- Task requirements:
The output must reproduce each line of the data word for word.
Records shown Block Start
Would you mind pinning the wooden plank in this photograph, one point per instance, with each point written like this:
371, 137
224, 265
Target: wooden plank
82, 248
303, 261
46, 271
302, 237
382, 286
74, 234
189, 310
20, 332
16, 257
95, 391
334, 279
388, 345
Records shown Block End
- Output of the exercise:
Would you mind pinning the wooden plank in this photograph, one point per instance, with each point written like this:
371, 137
224, 265
Target: wooden plank
82, 248
303, 261
46, 271
302, 237
382, 286
74, 234
189, 310
20, 332
16, 257
95, 391
334, 279
388, 345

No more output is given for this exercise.